EXERCICE: Recopiez sans rien changer le passage du texte sur la rente-accident qui commence aux mots « L'appelante argumente à » et s'arrête après « susdit article 149. ».

TEXTE ÉTUDIÉ:
####

L'appelante argumente à raison que les motifs retenus par le Conseil arbitral des assurances sociales à l'appui de son jugement, à savoir la prétendue ignorance de l'intimée de l'étendue de ses droits à réparation et des moyens pour les faire valoir utilement ainsi que l'aggravation de la discopathie existante, ne permettent pas de conclure à une impossibilité de formuler la demande visée à l'alinéa 3 du susdit article 149.
Le principe que nul n'est censé ignorer la loi est d'application générale et vaut en matière de sécurité sociale pour tous les textes qui édictent une pénalité, une déchéance ou une sanction quelconque. La maxime procède de ce que la force obligatoire de la loi ne tient pas à sa connaissance ni à sa méconnaissance, mais simplement à ce qu'elle est l'acte du pouvoir souverain.
Il est en outre établi que l'aggravation progressive de la discopathie depuis l'accident du travail du 11 juin 1991 n'avait pas constitué un empêchement pour réclamer l'allocation d'une rente-accident. C'est en effet précisément parce que l'état de l'assurée s'était progressivement aggravé qu'elle avait subi une incapacité de travail définitive lui permettant de réclamer l'allocation d'une rente.

####

DONNÉES FOURNIES:

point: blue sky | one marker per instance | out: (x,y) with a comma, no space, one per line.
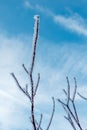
(61,52)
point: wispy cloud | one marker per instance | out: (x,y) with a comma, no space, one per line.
(74,23)
(58,61)
(28,5)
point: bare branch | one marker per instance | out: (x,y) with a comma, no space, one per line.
(35,42)
(40,122)
(19,86)
(68,95)
(82,96)
(74,89)
(72,115)
(37,84)
(52,114)
(25,68)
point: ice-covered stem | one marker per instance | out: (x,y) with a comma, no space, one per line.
(72,115)
(35,37)
(31,95)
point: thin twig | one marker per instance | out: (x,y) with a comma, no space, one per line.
(25,68)
(19,86)
(39,125)
(37,84)
(52,114)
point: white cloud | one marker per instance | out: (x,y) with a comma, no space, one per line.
(73,23)
(28,5)
(57,62)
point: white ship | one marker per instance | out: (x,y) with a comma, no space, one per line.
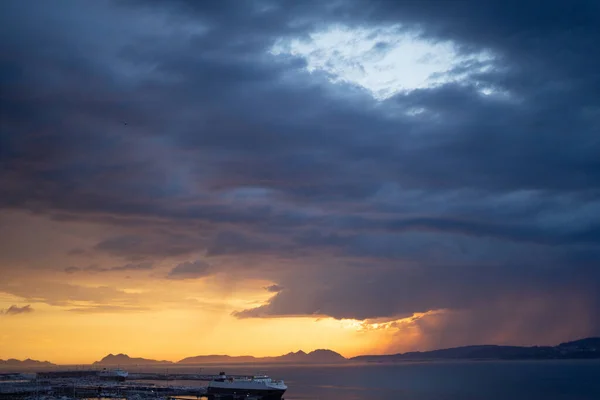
(113,374)
(260,386)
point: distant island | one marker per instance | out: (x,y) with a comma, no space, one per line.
(11,362)
(299,357)
(124,359)
(321,356)
(579,349)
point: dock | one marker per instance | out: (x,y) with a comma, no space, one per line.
(86,384)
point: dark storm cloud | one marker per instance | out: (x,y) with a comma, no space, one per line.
(16,310)
(476,201)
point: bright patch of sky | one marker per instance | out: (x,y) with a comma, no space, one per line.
(385,61)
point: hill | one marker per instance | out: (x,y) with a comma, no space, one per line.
(585,348)
(316,357)
(124,359)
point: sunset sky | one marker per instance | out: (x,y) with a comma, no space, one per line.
(253,177)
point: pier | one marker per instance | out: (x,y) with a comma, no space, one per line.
(86,385)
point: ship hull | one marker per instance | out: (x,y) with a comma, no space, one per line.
(263,394)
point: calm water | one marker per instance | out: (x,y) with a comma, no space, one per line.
(501,380)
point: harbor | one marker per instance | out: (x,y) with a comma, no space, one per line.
(92,385)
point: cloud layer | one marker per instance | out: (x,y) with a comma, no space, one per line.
(479,197)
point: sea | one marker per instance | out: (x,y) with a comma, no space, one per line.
(464,380)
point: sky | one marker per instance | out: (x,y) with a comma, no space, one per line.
(186,177)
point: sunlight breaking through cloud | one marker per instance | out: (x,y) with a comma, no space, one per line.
(385,61)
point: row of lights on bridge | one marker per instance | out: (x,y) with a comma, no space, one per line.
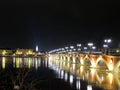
(90,47)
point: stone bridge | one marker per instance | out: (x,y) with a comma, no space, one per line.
(106,62)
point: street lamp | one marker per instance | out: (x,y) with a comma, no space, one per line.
(79,45)
(106,45)
(90,45)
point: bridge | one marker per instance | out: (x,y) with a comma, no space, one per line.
(102,61)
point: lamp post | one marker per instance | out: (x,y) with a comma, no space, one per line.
(79,47)
(106,45)
(90,45)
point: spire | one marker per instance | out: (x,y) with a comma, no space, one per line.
(36,48)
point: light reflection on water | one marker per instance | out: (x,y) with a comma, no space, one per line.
(95,77)
(72,73)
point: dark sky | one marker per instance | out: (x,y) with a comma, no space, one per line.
(57,23)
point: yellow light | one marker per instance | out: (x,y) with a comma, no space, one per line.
(18,52)
(117,51)
(29,52)
(4,52)
(3,62)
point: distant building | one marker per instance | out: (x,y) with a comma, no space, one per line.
(24,52)
(5,52)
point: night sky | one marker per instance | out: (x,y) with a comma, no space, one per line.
(58,23)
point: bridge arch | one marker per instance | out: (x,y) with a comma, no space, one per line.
(78,60)
(117,67)
(101,63)
(87,61)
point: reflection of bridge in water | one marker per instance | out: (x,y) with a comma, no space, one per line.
(103,62)
(100,70)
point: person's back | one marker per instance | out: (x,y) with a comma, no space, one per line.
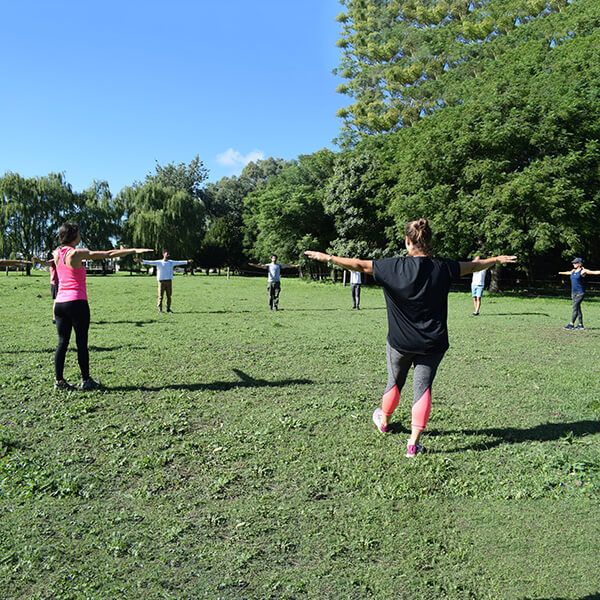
(577,282)
(72,281)
(416,292)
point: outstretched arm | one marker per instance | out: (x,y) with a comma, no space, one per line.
(80,254)
(479,264)
(39,261)
(14,263)
(352,264)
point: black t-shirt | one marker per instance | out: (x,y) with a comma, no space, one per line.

####

VOTRE RÉPONSE:
L'appelante argumente à raison que les motifs retenus par le Conseil arbitral des assurances sociales à l'appui de son jugement, à savoir la prétendue ignorance de l'intimée de l'étendue de ses droits à réparation et des moyens pour les faire valoir utilement ainsi que l'aggravation de la discopathie existante, ne permettent pas de conclure à une impossibilité de formuler la demande visée à l'alinéa 3 du susdit article 149.